BRIEF: Rescale the lines beginning at the one that contains "Q: For each instance of the inflatable" and ending with the final line, requests included. Multiply each x and y coordinate in the answers by 0.95 and round to whole numbers with halves going up, but leave every number in the requests and their format samples unchanged.

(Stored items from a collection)

+ + + +

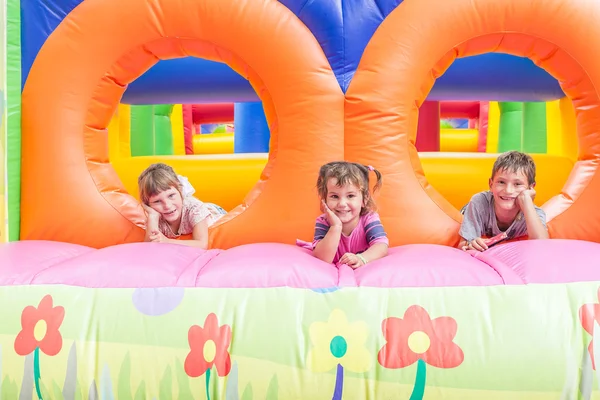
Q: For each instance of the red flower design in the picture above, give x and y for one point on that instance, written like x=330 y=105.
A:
x=417 y=336
x=588 y=313
x=39 y=328
x=208 y=347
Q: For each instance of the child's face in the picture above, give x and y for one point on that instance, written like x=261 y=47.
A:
x=168 y=204
x=506 y=186
x=345 y=201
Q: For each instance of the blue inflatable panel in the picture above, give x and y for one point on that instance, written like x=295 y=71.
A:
x=189 y=81
x=342 y=27
x=499 y=77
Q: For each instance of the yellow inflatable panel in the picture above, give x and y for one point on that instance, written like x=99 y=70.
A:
x=493 y=128
x=461 y=140
x=226 y=179
x=3 y=224
x=177 y=129
x=213 y=143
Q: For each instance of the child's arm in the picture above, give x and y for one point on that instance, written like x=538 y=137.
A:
x=152 y=218
x=377 y=240
x=472 y=225
x=535 y=227
x=199 y=237
x=327 y=247
x=375 y=252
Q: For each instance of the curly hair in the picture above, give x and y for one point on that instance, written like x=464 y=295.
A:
x=514 y=161
x=156 y=179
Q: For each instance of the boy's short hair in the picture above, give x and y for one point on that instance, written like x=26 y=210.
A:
x=514 y=161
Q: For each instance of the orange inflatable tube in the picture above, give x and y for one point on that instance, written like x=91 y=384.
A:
x=80 y=199
x=415 y=44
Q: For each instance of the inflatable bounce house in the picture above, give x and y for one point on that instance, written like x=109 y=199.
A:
x=94 y=91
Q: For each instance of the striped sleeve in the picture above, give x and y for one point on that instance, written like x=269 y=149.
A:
x=374 y=230
x=321 y=228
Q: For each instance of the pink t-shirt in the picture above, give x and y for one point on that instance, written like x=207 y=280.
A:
x=192 y=212
x=368 y=232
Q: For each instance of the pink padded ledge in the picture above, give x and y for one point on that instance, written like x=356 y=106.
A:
x=259 y=265
x=21 y=261
x=547 y=261
x=428 y=265
x=268 y=265
x=134 y=265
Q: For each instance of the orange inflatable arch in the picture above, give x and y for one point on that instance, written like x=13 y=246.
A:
x=108 y=43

+ + + +

SOLUTION TO THIS PROBLEM:
Q: For each instance of the inflatable bounce house in the picture above, give x and y for one point on that instance, written like x=109 y=199.
A:
x=89 y=86
Q: For each instance of the striped sleeve in the picture above, give x and y for one point on that instance, written like x=269 y=149.
A:
x=355 y=219
x=305 y=217
Q: For each instance of the pink t-shirt in the picture above, give x and y for one point on that instance, written like x=207 y=280.
A:
x=182 y=201
x=350 y=220
Q: For each instance of the pink padded ledge in the picture above, give x and y for one point on that instance, written like x=356 y=106.
A:
x=246 y=252
x=20 y=248
x=520 y=248
x=407 y=252
x=255 y=252
x=127 y=252
Q: For each instance of the orange inflatable arch in the picture above, give x and y for one point on that instance, written like x=13 y=246.
A:
x=103 y=41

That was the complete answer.